** Aim of the task **
Duplicate each of the following rows word for word, without the pictures.
---- Data rows
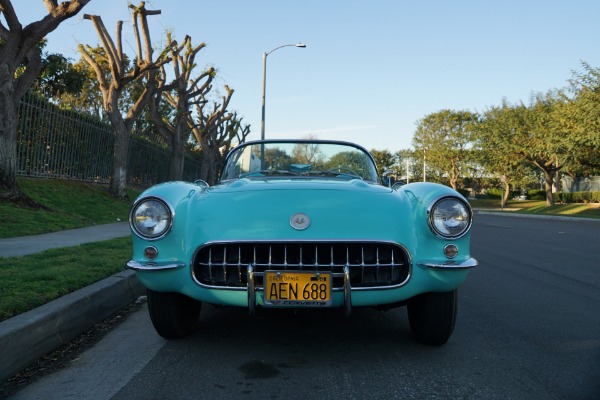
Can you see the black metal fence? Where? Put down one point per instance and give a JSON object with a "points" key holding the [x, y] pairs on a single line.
{"points": [[57, 143]]}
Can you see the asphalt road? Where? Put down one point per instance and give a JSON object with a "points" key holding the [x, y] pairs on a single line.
{"points": [[528, 328]]}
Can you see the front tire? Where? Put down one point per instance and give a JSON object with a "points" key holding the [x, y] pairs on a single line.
{"points": [[432, 316], [173, 315]]}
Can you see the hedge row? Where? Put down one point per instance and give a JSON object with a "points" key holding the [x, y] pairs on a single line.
{"points": [[577, 197]]}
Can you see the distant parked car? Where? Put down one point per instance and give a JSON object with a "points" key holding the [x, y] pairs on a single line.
{"points": [[302, 224]]}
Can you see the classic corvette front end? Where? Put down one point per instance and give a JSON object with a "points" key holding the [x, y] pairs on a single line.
{"points": [[302, 224]]}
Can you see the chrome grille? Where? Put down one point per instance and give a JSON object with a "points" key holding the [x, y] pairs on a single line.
{"points": [[371, 264]]}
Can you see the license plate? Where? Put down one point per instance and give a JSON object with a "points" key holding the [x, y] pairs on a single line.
{"points": [[297, 289]]}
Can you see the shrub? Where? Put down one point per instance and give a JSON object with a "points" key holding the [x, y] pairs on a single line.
{"points": [[536, 194]]}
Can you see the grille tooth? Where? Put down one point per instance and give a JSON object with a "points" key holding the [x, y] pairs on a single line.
{"points": [[371, 264]]}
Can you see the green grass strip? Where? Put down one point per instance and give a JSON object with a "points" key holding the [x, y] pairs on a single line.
{"points": [[30, 281]]}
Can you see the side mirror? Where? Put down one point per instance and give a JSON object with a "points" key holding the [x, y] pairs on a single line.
{"points": [[386, 178], [398, 184]]}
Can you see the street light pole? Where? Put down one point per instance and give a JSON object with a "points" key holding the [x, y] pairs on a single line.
{"points": [[265, 54]]}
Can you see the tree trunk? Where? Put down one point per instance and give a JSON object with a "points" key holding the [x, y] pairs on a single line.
{"points": [[9, 187], [505, 194], [177, 158], [548, 186], [118, 181]]}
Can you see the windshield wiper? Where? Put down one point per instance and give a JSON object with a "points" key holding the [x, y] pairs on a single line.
{"points": [[267, 172], [337, 172]]}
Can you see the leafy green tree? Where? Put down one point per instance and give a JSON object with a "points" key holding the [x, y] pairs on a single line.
{"points": [[512, 134], [59, 77], [444, 137], [580, 116], [20, 64]]}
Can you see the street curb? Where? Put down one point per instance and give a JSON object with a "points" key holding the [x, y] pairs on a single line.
{"points": [[28, 336], [551, 217]]}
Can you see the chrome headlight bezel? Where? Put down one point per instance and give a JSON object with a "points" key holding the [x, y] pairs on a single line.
{"points": [[450, 208], [165, 218]]}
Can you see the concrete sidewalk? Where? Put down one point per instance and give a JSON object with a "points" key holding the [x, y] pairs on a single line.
{"points": [[27, 337]]}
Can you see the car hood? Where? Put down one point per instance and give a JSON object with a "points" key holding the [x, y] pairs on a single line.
{"points": [[251, 209]]}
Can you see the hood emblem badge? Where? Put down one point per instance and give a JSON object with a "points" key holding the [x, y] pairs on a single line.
{"points": [[300, 221]]}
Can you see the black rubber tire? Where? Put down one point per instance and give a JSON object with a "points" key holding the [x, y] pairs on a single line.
{"points": [[432, 317], [173, 315]]}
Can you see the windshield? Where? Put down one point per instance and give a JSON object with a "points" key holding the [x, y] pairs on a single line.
{"points": [[300, 159]]}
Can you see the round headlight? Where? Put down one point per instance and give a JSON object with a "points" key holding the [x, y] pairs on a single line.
{"points": [[450, 217], [151, 218]]}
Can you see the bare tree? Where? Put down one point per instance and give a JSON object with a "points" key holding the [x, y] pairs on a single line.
{"points": [[20, 64], [113, 84], [178, 95], [214, 131]]}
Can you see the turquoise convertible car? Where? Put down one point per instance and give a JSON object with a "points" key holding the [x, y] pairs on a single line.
{"points": [[302, 224]]}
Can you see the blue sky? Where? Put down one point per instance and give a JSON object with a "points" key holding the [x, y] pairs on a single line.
{"points": [[371, 69]]}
--------
** Written response **
Can you see the black metal fence? Where? Put down one point per instance and give a JSON object with a "points" key holding the [x, y] pairs on a single line.
{"points": [[57, 143]]}
Can you see the asphalt road? Where? Put down one point per instance and give a JSON object with a "points" key holding the [x, y] pairs on a single line.
{"points": [[528, 328]]}
Can you see the front tire? Where? Put down one point per instance and give a JSON object with a "points" key holding the [x, y] pairs on a single line.
{"points": [[432, 316], [173, 315]]}
Can you see the hedge row? Where? Put down one point per instance and give a JSON object with a "points" key holding the [x, y] pairs on a single line.
{"points": [[577, 197]]}
Can you see the distant parked car? Where? Put down one point per instance and give a JSON object with a "points" key holding the [x, y] pairs on a single line.
{"points": [[302, 224]]}
Can you see the classic corvette front end? Where? Put down one point per instance and give a JSON object with a "points" key holding the [x, y] pairs on a single line.
{"points": [[302, 224]]}
Can you see the chrome grille? Where? Put down one point per instance and give a JSON object with a "points" key holding the [x, y] pairs on a single line.
{"points": [[371, 264]]}
Can you see the license plate? Where? Put down one point per instance and give a JSON object with a "points" key holding the [x, y] pairs on a single line.
{"points": [[297, 289]]}
Can you see the shrub? Where? Put down one point per instance and give a JSON object with a "points" key holding the [x, y] pairs on a single line.
{"points": [[536, 194]]}
Can you see the grille tooth? Where? Put down one point per instance and give a JSON object with a "points" key holding the [x, y] pairs on a single line.
{"points": [[371, 264]]}
Can you see the green grass strip? Where? Put down one point per instance and give a JSON object with a "points" key holding the [x, y] pairs on a single line.
{"points": [[30, 281]]}
Can you see the side mirror? Where? Put down one point per instance and give a JSON object with a "points" key holding the [x, y] pairs on a single line.
{"points": [[386, 178], [398, 184]]}
Can you see the street light pole? Where? Put down one point per instance and give a JSON object with a "points" key holding the [x, y] pairs on a single line.
{"points": [[265, 54]]}
Can you see the tree trunk? Where? Put down one point per instance and give a JSON object with a "points" key holding the [x, y] pairs on a single line.
{"points": [[9, 187], [505, 194], [177, 158], [548, 186], [118, 181]]}
Can you see the windshield wiper? Where? Put down one point per instance and give a JSON object with a "points" key holding the [x, y] pairs on a single line.
{"points": [[267, 172], [337, 172]]}
Can you see the leafy green tree? Where? Put down one point per instance and give a JSON object with a "points" key holding the [x, y] pairs on a single line.
{"points": [[512, 134], [59, 77], [444, 137], [580, 116], [20, 64]]}
Can you see the street curb? Where? Put down one point per instance and give a JSON object with a "points" key holding the [x, y] pairs on a single line.
{"points": [[28, 336], [551, 217]]}
Can you see the chrome headlight bezel? Where? Put down one point per instance and give a JSON object with a "points" key holding the [x, y] pairs on a single line.
{"points": [[450, 208], [165, 218]]}
Can you see the concrete sidewalk? Where? Put down one point per instance and give a JSON object with a "points" key holding the [x, y] pairs on a single line.
{"points": [[27, 337]]}
Can you see the car hood? Where? Put down one point per instance and give a JSON object with a "points" key holding the [x, y] pairs on a single line.
{"points": [[251, 209]]}
Can you see the hood emblem badge? Where? Put down one point per instance and give a JSON object with a "points" key holding the [x, y] pairs on a single line.
{"points": [[300, 221]]}
Can you see the black rubber tire? Where? Put down one point per instance and give a JSON object with a "points" key holding the [x, y] pairs on a single line.
{"points": [[432, 317], [173, 315]]}
Can you see the windshield? Where? Put down one point per instance and give a JSON object with a "points" key holding the [x, y] pairs on a single line.
{"points": [[300, 159]]}
Can you see the round headlight? Where? Put down one point per instance and give a JSON object with a "points" key holding the [x, y] pairs on a single line.
{"points": [[450, 217], [151, 218]]}
Can you see the bare tree? Where? Put down one point per instance and give a JSON object with a "points" key holding the [x, y] pairs on a single line.
{"points": [[20, 64], [113, 84], [178, 95], [214, 131]]}
Can you see the turquoise convertible car? Where? Put down one point per instance and give a JSON object with a "points" key holding the [x, y] pairs on a single line.
{"points": [[302, 224]]}
Can you see the blue sky? Where? Put down one point per instance and give a JSON object with a "points" key holding the [x, y] pairs on a single line.
{"points": [[371, 69]]}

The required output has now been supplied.